### [Testo fornito]
Non è dato sapere se la Critica della Ragion Pura kantiana abbia qualcosa a che fare con i Pure Reason Revolution, band britannica che ha l’onore di aprire per i connazionali Placebo, ma a naso direi di no. Il loro è un innocuo set di electro pop rock che immagini perfetto per qualche colonna sonora adolescenziale senza troppa fantasia. C’è comunque una discreta dose di mestiere ed entusiasmo, che permette ai PRR di passare abbastanza indenni attraverso le forche caudine delle prime file impazienti per l’arrivo degli headliner.
E’ quasi mezzanotte quando i Placebo guadagnano il palco, introdotti dal muro di schermi che fanno da scenografia al loro set e che annunciano uno show ricco di effetti speciali e curato nei minimi dettagli. Di questo si tratterà: perchè, dopo le chitarre sfasciate a Sanremo e l’aura di ambiguità/maledettismo che li ha resi celebri, la band di Brian Molko sta studiando per diventare una rispettabile band di mezza età, che sa mettere a frutto l’esperienza e i mezzi a propria disposizione per fare intrattenimento di qualità. Un obiettivo più che rispettabile.
I tre Placebo di nero vestiti vengono affiancati da tre turnisti che rimpolpano i suoni, ed è così garantita la botta sull’uditorio, che ci si stupisce quasi di trovare ancora pieno di ragazzini e ragazzine in adorazione: la differenza nell’atteggiamento di Molko nei loro confronti, che da vero fratello maggiore si preoccupa che le prime file non finiscano schiacciate dalla folla idolatrante. Dietro di lui le immagini sugli schermi si ripetono ossessive e ricordano, in bene, blasonati show multimediali come quelli di Radiohead oppure Tool. La scaletta scorre fluida tra brani vecchi e nuovi, Brian si fa cambiare la chitarra ad ogni pezzo e si scivola veloci e senza sbavature verso “Special K” e i bis.
(Stefano Folegati)
ELETTROWAVE
Elettrowave quest’anno cambia location: lasciata l’inespugnabile Fortezza Vecchia, spazio al moderno Palalivorno che però si trova ad una distanza dallo Stadio disincentivante lo spostamento e dunque il numero di persone. In più, per quelle strane logiche non conoscibili per cui un locale una stagione va e la stagione dopo non va più, non c’era l’atmosfera da raduno danzereccio della regione, da rave, che si era respirato, ad esempio, ad Arezzo Wave 2005. Italia Wave va oltre le mode, e gli 8.000 spettatori del primo giorno al Picchi lo dimostrano, ma se vediamo Elettrowave come una “discoteca” – e forzando un po’ lo è – Elettrowave va ad intersecarsi con ciò che trendy e dunque più influenzato da quelle forze misteriose ed insondabili di cui discorrevamo prima.

### [Voci del dataset]
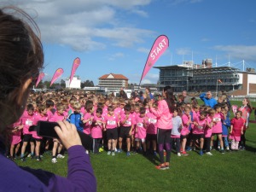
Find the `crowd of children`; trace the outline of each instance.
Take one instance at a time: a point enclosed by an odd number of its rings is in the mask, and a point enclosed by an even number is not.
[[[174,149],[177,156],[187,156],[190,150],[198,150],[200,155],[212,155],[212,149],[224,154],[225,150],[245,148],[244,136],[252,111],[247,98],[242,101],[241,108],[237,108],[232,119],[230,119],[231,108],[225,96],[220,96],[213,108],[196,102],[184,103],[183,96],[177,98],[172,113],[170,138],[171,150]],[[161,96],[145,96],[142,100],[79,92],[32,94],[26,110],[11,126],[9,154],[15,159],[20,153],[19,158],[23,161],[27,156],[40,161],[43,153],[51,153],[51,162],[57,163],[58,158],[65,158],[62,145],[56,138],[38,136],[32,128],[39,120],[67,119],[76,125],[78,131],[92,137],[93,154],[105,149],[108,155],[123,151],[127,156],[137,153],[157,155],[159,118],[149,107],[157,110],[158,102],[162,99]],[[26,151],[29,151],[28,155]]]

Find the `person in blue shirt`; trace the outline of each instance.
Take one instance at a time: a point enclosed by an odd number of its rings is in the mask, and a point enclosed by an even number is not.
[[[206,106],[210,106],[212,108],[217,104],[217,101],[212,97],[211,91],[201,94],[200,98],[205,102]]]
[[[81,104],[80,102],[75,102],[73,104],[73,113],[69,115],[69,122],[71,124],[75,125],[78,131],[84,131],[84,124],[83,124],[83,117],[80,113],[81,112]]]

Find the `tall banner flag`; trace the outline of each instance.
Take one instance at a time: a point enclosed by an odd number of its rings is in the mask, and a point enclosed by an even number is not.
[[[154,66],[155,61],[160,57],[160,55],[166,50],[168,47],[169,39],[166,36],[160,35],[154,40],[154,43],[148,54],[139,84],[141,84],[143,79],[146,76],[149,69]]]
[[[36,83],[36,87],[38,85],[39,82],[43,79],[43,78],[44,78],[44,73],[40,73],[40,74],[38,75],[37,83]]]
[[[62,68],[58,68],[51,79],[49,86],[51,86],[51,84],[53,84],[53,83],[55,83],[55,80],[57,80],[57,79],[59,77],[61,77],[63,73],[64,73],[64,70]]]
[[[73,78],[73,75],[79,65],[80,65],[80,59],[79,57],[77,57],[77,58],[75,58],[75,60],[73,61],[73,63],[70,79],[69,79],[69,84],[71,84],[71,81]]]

---

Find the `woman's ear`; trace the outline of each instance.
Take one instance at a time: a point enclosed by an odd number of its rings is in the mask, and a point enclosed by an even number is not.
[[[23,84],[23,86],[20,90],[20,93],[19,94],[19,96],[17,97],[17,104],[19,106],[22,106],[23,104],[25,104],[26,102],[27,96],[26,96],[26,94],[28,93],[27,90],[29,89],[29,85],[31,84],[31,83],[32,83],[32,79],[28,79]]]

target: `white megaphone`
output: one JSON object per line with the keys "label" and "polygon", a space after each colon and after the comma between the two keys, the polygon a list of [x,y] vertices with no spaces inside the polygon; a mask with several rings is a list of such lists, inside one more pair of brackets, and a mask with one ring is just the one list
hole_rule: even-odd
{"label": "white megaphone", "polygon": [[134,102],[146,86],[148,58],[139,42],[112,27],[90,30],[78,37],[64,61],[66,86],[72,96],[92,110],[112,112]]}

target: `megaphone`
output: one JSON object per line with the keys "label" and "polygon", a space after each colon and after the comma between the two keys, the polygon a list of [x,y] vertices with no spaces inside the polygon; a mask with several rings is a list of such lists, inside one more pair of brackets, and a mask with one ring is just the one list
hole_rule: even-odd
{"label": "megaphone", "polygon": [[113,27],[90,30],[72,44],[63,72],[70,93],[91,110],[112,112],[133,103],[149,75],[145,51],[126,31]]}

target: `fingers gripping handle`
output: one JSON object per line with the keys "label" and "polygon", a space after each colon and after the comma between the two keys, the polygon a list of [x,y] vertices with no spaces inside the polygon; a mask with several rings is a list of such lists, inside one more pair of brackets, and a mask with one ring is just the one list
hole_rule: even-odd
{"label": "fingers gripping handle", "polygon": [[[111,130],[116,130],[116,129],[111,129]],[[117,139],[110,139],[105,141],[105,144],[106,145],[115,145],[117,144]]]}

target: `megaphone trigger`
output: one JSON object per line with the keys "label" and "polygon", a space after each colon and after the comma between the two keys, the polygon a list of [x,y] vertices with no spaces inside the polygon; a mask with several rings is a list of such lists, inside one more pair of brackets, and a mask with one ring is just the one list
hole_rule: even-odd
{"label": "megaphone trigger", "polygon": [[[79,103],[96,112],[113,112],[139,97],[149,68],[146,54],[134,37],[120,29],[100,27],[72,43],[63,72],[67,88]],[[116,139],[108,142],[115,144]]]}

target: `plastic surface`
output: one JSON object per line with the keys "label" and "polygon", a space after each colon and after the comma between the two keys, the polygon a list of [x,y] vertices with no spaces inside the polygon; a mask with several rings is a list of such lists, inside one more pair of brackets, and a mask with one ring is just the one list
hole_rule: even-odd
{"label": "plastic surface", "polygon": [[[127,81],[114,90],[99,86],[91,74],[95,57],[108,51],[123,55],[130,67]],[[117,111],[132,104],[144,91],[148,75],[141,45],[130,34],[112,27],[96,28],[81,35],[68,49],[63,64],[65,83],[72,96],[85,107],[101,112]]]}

--

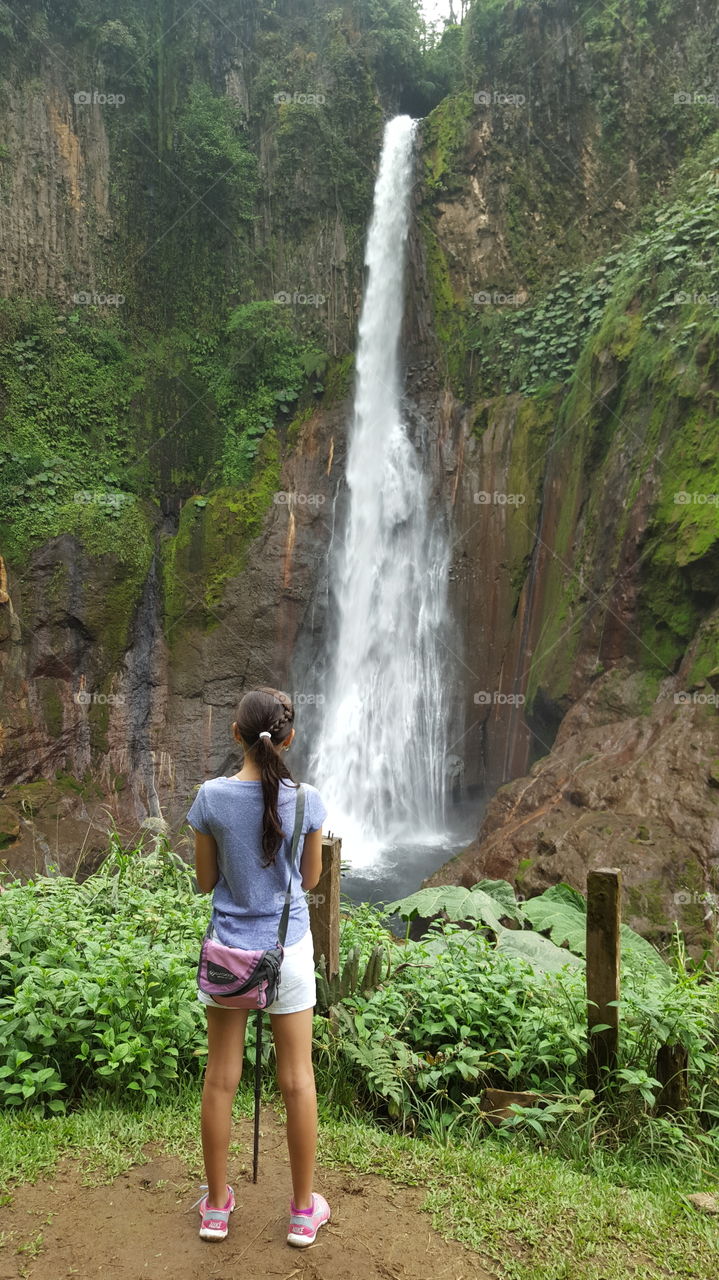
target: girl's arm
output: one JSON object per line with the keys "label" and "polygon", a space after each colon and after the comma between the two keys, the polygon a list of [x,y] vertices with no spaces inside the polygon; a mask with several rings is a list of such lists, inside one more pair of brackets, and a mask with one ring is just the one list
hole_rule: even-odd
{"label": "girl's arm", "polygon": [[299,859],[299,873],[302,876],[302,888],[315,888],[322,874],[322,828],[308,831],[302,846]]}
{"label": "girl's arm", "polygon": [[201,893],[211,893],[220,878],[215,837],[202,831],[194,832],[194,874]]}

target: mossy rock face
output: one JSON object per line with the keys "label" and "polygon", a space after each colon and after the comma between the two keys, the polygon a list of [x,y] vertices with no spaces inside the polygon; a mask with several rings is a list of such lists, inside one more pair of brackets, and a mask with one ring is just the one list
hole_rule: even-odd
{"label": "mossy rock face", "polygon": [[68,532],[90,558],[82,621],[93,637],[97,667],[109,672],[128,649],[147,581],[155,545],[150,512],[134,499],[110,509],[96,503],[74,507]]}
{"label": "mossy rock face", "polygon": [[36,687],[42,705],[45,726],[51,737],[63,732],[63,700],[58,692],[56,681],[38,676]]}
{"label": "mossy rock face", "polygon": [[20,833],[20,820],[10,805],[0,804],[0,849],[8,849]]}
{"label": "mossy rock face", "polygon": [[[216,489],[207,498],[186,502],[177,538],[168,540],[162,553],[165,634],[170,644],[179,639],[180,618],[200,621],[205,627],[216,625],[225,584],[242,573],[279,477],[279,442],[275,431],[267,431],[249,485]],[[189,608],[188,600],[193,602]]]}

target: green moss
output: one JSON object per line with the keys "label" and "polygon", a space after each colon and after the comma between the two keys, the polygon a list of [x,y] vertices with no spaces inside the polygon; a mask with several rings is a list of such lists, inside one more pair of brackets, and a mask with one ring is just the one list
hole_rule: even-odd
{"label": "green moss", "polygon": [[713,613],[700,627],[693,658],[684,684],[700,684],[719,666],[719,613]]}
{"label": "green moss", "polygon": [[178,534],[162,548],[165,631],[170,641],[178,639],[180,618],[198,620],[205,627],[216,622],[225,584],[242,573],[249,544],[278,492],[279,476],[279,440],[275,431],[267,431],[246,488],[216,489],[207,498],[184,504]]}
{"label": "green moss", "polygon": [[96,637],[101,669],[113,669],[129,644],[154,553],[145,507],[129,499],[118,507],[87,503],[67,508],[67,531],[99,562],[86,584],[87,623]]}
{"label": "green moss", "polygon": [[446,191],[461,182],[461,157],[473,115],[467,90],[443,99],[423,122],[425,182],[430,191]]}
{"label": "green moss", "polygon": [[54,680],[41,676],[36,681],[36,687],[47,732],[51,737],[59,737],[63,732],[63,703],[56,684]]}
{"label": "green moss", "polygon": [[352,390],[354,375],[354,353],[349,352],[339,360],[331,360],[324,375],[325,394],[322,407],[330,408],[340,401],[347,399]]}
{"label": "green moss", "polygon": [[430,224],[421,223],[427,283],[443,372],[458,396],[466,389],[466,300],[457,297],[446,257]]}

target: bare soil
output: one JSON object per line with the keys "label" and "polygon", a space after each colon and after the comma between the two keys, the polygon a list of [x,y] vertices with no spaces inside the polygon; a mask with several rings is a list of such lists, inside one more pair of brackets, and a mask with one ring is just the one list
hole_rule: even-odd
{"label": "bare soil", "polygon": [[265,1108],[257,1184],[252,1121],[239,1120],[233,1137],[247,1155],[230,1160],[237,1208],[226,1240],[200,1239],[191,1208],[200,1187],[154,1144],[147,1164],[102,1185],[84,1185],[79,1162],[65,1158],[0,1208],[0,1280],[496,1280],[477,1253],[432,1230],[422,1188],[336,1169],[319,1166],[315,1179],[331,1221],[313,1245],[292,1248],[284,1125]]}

### [Compiti da svolgere]
- 1) Secondo la recensione, quanti spettatori c'erano al Picchi il primo giorno di Italia Wave?
- 2) Riscrivi come elenco puntato il paragrafo della recensione che comincia con «I tre Placebo di nero vestiti», conservandone i fatti principali.
Le voci del dataset non servono per questo lavoro.

### [Risposte finali]
- 1) C'erano 8.000 spettatori.

- 2)
- I tre Placebo, vestiti di nero, sono affiancati da tre turnisti che rimpolpano i suoni e garantiscono un forte impatto sul pubblico.
- Il pubblico è ancora pieno di ragazzini e ragazzine in adorazione.
- Molko, come un fratello maggiore, si preoccupa che le prime file non finiscano schiacciate dalla folla.
- Dietro di lui le immagini ossessive sugli schermi ricordano gli show multimediali di Radiohead o Tool.
- La scaletta alterna con fluidità brani vecchi e nuovi, e Brian cambia chitarra a ogni pezzo.
- Il concerto arriva veloce e senza sbavature a “Special K” e ai bis.